Written tasks:
1. In the passage on Solomon's proverbs, whose plumage is used as a comparison for turning a saying's apparent meaning around?
2. Carry on the passage on reading Solomon's proverbs from its last sentence.

═════ Text extract ═════

What is the force of the signification of this word? "To know," he
tells us, "wisdom and instruction(7)"; not setting before us the
course of instruction in wisdom according to the method common in other kinds
of learning; he bids a man, on the other hand (8), first to become wise by
previous training, and then so to receive the instruction conveyed by proverb.
For he tells us that there are "words of wisdom" which reveal their
aim "by a turn(9)." For that which is not directly understood needs
some turn for the apprehension of the thing concealed; and as Paul, when about
to exchange the literal sense of the history for figurative contemplation,
says that he will "change his voice(1),'' so here the manifestation of
the hidden meaning is called by Solomon a "turn of the saying," as
if the beauty of the thoughts could not be perceived, unless one were to obtain
a view of the revealed brightness of the thought by turning the apparent meaning
of the saying round about, as happens with the plumage with which the peacock
is decked behind. For in him, one who sees the back of his plumage quite despises
it for its want of beauty and tint, as a mean sight; but if one were to turn
it round and show him the other view of it, he then sees the varied painting
of nature, the half-circle shining in the midst with its dye of purple, and
the golden mist round the circle ringed round and glistening at its edge with
its many rainbow hues. Since then there is no beauty in what is obvious in
the saying (for "all the glory of the king's daughter is within(2)," shining
with its hidden ornament in golden thoughts), Solomon of necessity suggests
to the readers of this book "the turn of the saying," that thereby
they may "understand a parable and a dark saying, words of the wise and
riddles(3)." Now as this proverbial teaching embraces these elements,
a reasonable man will not receive any passage cited from this book, be it never
so clear and intelligible at first sight, without examination and inspection;
for assuredly there is some mystical contemplation underlying even those passages
which seem manifest. And if the obvious passages of the work necessarily demand
a somewhat minute scrutiny, how much more do those passages require it where
even immediate apprehension presents to us much that is obscure and difficult?

═════ Dataset records ═════

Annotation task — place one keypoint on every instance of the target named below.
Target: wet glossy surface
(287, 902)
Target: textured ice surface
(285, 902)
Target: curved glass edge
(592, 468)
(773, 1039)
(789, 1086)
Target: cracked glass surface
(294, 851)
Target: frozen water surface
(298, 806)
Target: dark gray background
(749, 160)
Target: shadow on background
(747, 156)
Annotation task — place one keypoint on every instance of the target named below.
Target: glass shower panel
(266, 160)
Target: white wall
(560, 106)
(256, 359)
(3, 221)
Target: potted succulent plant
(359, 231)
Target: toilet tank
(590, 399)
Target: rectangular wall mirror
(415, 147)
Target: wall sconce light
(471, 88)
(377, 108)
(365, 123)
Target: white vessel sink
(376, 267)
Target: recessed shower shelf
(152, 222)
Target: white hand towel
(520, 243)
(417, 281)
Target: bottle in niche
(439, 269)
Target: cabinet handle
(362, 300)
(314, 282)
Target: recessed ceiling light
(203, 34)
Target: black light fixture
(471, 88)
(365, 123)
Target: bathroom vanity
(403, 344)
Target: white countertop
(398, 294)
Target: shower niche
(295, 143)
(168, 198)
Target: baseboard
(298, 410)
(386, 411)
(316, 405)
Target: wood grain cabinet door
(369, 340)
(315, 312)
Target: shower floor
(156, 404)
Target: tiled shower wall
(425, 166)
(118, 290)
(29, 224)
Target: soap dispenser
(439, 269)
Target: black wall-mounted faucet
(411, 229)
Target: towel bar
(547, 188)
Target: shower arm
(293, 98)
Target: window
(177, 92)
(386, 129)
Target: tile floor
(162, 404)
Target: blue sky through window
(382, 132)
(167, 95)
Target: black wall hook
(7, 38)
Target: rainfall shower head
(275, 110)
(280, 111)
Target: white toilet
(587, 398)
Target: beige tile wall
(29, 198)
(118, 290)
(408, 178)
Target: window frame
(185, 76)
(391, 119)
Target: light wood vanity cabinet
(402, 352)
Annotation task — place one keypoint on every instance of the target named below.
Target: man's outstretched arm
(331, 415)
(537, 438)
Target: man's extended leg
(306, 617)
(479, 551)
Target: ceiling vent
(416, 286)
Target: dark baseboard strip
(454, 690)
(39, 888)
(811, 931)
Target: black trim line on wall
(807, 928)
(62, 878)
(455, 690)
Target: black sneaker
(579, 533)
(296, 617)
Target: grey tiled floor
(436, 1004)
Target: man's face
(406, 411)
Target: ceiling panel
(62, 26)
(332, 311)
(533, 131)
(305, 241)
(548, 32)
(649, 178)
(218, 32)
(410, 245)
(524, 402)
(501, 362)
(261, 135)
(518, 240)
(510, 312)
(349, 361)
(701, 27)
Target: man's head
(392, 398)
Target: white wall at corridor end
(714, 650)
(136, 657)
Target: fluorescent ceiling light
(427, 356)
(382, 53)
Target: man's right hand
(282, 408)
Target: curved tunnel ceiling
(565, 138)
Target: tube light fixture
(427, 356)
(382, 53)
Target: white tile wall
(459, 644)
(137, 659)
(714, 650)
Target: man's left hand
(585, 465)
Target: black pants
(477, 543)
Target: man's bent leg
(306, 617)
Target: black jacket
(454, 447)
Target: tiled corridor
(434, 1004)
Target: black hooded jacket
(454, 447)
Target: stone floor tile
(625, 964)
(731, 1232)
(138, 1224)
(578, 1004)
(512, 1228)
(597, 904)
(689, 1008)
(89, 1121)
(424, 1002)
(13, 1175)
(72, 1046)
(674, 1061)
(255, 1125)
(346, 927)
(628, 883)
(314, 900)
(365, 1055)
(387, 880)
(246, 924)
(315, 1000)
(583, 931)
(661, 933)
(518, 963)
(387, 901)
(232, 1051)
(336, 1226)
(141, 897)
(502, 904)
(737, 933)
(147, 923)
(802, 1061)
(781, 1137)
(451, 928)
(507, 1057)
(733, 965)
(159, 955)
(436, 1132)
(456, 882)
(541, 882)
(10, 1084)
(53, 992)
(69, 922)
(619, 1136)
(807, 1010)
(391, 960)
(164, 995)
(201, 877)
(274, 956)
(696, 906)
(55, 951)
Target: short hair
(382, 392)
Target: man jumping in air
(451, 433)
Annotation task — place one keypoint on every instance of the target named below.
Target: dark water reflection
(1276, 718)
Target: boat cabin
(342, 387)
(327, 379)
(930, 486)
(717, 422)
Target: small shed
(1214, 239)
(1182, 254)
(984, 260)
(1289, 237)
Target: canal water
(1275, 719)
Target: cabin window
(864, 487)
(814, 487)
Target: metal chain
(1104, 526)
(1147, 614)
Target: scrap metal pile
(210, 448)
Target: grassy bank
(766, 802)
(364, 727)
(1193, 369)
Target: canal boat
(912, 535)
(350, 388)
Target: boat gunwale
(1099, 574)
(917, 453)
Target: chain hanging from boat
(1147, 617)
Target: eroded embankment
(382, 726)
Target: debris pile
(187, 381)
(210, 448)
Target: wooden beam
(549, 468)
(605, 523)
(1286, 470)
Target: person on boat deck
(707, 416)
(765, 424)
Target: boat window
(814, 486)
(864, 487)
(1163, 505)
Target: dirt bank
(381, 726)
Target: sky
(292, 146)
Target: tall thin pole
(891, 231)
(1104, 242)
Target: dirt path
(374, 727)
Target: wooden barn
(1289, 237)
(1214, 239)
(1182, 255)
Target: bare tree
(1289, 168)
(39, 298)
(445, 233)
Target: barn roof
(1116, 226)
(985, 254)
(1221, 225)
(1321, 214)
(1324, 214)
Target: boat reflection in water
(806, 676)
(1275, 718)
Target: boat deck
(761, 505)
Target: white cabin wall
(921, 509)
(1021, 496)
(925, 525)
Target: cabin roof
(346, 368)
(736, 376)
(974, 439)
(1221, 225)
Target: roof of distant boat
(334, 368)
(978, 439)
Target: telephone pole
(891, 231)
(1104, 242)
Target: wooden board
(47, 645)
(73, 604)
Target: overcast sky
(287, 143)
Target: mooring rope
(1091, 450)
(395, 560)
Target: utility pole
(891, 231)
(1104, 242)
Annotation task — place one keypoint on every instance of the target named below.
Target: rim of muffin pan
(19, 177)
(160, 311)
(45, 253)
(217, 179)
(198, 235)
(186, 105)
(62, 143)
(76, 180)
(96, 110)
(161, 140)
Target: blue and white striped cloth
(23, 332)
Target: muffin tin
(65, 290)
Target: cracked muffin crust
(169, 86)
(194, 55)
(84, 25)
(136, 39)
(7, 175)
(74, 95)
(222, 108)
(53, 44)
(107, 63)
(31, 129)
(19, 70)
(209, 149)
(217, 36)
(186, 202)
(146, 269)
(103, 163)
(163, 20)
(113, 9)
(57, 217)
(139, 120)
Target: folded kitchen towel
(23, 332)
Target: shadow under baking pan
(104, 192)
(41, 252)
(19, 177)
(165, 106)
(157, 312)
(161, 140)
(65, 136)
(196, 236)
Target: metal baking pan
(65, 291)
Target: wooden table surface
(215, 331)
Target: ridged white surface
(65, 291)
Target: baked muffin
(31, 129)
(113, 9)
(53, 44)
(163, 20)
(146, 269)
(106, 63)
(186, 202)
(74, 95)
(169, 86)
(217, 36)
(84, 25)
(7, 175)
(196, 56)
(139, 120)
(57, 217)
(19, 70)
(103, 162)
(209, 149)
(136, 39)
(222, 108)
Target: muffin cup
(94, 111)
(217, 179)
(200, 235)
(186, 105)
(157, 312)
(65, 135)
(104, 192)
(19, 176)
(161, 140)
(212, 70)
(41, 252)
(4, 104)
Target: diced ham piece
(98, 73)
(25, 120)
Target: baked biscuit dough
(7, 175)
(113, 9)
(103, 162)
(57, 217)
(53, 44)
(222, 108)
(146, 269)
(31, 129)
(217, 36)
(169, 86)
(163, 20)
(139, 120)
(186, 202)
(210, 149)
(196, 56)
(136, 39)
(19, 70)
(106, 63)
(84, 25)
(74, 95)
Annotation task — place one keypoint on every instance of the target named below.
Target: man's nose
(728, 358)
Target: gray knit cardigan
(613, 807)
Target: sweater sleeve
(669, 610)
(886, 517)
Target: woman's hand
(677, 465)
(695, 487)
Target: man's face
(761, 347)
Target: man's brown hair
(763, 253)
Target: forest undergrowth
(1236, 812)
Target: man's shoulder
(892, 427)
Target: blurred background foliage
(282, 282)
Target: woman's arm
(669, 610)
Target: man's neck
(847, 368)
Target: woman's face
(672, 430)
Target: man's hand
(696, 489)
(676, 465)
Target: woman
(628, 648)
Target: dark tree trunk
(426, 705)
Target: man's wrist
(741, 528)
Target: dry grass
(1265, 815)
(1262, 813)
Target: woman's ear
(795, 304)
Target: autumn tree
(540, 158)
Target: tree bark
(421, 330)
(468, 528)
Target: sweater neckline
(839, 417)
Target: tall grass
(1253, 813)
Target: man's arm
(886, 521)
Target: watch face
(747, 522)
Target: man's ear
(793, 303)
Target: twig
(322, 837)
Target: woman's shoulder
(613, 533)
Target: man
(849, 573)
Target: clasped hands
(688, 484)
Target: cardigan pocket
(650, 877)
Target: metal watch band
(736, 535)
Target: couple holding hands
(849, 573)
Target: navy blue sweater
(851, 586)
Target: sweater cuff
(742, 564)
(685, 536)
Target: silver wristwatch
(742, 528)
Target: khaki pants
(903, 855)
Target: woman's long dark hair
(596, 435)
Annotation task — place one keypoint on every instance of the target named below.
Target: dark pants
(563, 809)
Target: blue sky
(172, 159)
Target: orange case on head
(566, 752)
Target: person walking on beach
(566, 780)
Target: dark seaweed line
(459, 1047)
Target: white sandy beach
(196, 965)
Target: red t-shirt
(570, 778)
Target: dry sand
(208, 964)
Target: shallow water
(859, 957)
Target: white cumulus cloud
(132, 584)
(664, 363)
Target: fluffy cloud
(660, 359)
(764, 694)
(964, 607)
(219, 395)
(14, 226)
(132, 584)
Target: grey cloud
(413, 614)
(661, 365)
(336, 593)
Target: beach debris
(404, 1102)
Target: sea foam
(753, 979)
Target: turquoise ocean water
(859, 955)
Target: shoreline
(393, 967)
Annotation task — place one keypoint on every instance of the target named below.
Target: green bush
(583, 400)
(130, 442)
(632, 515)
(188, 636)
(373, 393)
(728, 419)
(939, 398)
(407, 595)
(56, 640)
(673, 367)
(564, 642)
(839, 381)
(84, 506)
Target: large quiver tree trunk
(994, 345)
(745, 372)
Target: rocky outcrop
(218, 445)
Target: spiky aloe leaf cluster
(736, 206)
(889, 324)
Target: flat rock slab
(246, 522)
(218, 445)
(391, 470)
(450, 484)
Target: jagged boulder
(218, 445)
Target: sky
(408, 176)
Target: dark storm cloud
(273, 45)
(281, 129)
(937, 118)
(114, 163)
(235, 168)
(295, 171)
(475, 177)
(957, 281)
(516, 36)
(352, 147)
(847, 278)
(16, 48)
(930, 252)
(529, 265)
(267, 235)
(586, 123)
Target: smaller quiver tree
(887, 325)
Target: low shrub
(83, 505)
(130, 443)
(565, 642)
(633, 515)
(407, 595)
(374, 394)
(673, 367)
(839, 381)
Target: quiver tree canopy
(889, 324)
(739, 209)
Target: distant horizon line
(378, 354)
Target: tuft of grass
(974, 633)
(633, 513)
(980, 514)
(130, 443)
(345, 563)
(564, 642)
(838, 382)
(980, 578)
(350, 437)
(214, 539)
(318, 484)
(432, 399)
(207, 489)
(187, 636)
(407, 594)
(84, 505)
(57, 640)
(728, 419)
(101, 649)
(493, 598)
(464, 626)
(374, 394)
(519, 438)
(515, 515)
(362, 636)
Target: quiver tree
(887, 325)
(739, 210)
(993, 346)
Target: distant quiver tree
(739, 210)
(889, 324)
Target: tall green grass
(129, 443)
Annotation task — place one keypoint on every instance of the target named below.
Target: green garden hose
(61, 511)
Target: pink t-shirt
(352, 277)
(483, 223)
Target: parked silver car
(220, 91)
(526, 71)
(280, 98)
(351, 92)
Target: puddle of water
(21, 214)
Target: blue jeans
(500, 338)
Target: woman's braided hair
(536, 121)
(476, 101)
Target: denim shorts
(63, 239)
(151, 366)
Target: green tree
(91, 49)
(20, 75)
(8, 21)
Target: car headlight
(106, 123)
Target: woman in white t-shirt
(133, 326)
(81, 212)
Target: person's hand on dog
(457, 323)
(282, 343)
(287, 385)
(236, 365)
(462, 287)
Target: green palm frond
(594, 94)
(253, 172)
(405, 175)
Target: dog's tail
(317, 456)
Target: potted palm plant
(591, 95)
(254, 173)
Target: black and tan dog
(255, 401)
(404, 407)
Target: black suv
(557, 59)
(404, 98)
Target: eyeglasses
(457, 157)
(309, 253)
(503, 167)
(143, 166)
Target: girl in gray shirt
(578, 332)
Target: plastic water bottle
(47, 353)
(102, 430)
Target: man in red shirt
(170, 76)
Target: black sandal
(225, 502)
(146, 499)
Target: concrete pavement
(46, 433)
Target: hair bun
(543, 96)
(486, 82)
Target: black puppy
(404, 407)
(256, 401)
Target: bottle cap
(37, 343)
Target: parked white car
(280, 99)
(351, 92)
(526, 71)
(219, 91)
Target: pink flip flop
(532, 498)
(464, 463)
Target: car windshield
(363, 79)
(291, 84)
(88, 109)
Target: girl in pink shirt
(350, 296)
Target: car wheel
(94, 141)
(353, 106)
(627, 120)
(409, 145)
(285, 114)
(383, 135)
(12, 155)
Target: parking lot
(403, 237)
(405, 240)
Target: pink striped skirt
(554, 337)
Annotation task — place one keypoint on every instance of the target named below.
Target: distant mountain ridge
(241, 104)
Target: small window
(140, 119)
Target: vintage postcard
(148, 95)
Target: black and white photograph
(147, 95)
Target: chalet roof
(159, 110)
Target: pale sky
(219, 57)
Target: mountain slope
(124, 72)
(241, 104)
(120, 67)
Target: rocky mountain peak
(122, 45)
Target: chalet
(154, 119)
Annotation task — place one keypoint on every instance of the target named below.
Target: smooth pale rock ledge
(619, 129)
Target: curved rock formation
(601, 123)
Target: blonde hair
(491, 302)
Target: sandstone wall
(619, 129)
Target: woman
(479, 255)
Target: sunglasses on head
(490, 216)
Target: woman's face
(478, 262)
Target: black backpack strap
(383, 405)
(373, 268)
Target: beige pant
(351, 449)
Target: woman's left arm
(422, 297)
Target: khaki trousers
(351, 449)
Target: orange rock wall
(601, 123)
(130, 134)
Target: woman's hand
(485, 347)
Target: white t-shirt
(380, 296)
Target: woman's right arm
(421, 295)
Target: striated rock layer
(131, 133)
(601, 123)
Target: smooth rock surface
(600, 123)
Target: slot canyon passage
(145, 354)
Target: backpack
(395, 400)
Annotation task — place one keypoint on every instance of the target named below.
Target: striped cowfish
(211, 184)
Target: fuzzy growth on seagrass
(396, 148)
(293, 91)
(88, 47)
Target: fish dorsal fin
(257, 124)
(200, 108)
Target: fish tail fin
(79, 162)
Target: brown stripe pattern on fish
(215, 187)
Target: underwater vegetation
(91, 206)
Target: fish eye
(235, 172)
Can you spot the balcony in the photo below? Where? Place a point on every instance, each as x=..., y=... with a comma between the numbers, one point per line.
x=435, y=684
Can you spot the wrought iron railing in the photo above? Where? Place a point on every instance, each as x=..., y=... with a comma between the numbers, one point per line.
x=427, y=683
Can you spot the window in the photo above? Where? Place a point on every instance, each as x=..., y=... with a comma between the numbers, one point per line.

═════

Task responses:
1. The peacock's.

2.
Let us
then begin our examination from the context of the passage in question, and
see whether
the reading
of the neighbouring clauses gives any clear sense.
The discourse describes Wisdom as uttering certain sayings in her own person.
Every student knows what is said in the passage(4) where Wisdom makes counsel
her dwelling-place, and calls to her knowledge and understanding, and says
that she has as a possession strength and prudence (while she is herself called
intelligence), and that she walks in the ways of righteousness and has her
conversation in the ways of just judgement, and declares that by her kings
reign, and princes write the decree of equity, and monarchs win possession
of their own land. Now every one will see that the considerate reader will
receive none of the phrases quoted without scrutiny according to the obvious
sense. For if by her kings are advanced to their rule. and if from her monarchy
derives its strength, it follows of necessity that Wisdom is displayed to us
as a king-maker, and transfers to herself the blame of those who bear evil
rule in their kingdoms. But we know of kings who in truth advance under the
guidance of Wisdom to the rule that has no end--the poor in spirit, whose possession
is the kingdom of heaven(5), as the Lord promises, Who is the Wisdom of the
Gospel: and such also we recognize as the princes who bear rule over their
passions, who are not enslaved by the dominion of sin, who inscribe the decree
of equity upon their own life, as it were upon a tablet. Thus, too, that laudable
despotism which changes, by the alliance of Wisdom, the democracy of the passions
into the monarchy of reason, brings into bondage what were running unrestrained
into mischievous liberty, I mean all carnal and earthly thoughts: for "the
flesh lusteth against the Spirit(6)," and rebels against the government
of the soul. Of this land, then, such a monarch wins possession, whereof he
was, according to the first creation, appointed as ruler by the Word.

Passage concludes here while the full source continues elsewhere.